● **PAGE EXTRACT**:

When activating FLC In the Cessna 172, the Nose Up and Nose Down buttons are used to set the climb rate and you can see the rate change each time you click the button. When you activate FLC in the Caravan 208, how do you adjust the climb rate and where does the climb rate show up on the instrument panel? Thanks
Set an airspeed to maintain, then adjust power to increase your rate of climb. If you set say 140 knots, when you increase power you should see the nose automatically rise, allowing for a steeper climb.
I may be remembering this wrong, but I don’t think the 172 has FLC. If you are using the up down buttons, you are using VS, not FLC.
FLC will climb or descend to maintain your set speed. If you engage FLC at 160 kts you can increase your throttle and the aircraft will climb to stay at 160 kts, or you can reduce throttle and the aircraft will descend to stay at 160 kts.
The set speed will start at your current speed when you engage FLC, but I believe there was a scroll wheel to manually adjust the set speed.
You should use VS for descents, not FLC, if I remember correctly. Though I have used it in the sim.

● **EXTRACTED MATERIAL**:
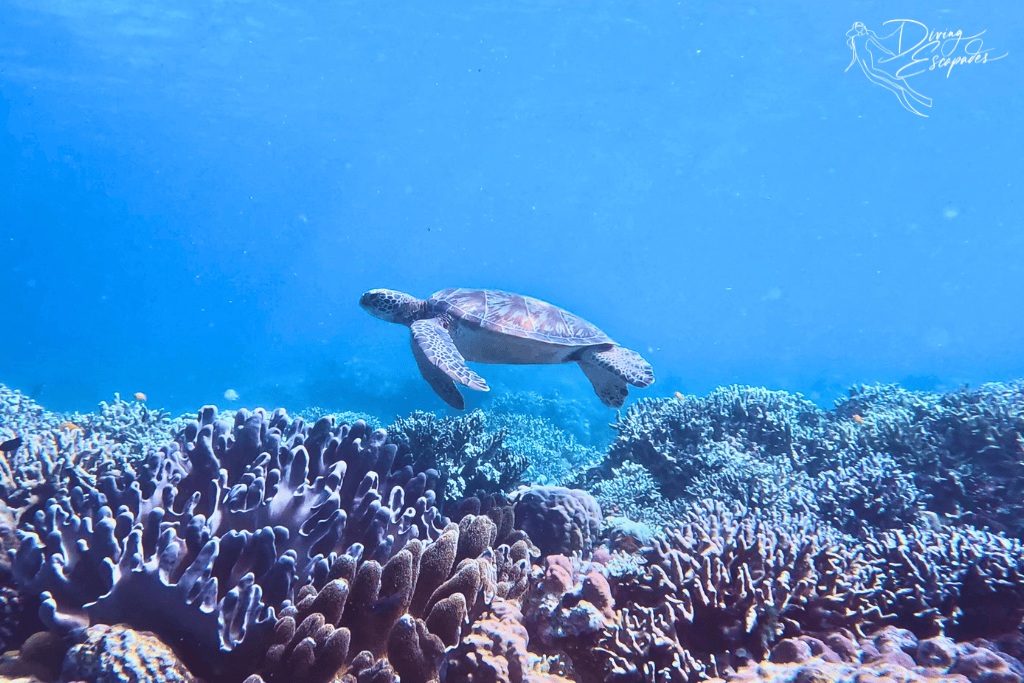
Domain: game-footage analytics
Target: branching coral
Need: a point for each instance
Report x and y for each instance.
(222, 530)
(470, 455)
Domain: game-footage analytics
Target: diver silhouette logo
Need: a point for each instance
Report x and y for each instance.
(890, 60)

● **WHAT IS BEING ASKED**: In the thread about FLC mode, turn the paragraph beginning "FLC will climb or descend" into a short list that keeps its main facts. The items can be left aside.

● **THE ANSWER**:
- FLC climbs or descends to hold the set speed.
- If engaged at 160 kts, adding throttle makes the aircraft climb to stay at 160 kts.
- Reducing throttle makes it descend to stay at 160 kts.